*Exercise aim*.
Repeat every record below exactly, leaving out the pictures.

Dataset entries:
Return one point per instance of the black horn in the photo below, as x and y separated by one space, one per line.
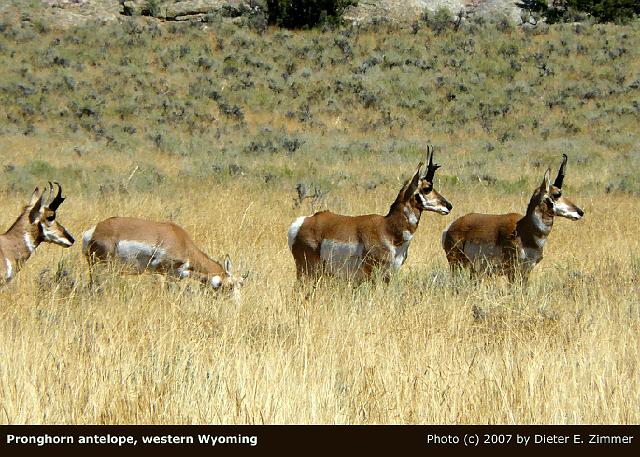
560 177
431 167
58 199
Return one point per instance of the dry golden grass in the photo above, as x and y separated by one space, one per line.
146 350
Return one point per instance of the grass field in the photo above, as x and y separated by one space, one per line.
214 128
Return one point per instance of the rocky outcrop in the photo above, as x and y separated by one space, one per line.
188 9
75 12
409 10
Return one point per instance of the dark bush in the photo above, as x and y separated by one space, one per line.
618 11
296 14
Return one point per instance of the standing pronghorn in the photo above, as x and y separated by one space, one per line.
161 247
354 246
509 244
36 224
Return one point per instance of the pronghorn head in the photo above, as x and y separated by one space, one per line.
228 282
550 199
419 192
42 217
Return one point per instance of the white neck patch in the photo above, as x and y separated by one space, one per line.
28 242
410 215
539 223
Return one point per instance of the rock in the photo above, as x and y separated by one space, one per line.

*The reply*.
Return one point per instance of the black horn in the photo below, as x and y separated by one space, one per line.
560 177
431 167
58 199
Return one point per instance of the dry golden grass in the photo above, as x and y separated by one space, one per line.
146 350
Return one point per instance of the grass field in the photo above, as x and y separated by one space, one per line.
214 128
Return one point per instance of the rocky outcrop in the photo above, as x and y separated by one space, one per line.
188 9
75 12
409 10
Return one point per instance of the dark bush in the photo above, as x and y separated by one space, one per line.
618 11
296 14
Return one point per instance of the standing pronghorn in the photo above, as x and y separated by one space, one per line.
161 247
354 246
509 244
36 224
Return one point per instance of the pronghorn head in the photo above, as x and y separated by one space, one per line.
228 282
550 199
419 192
42 217
Return one point per instance of the white neck patch in the photo above, as x and y separated by one space, one per line.
28 242
410 215
539 223
Return one point per instance of the rock in the photo above, as x and y separated by one space, one per line.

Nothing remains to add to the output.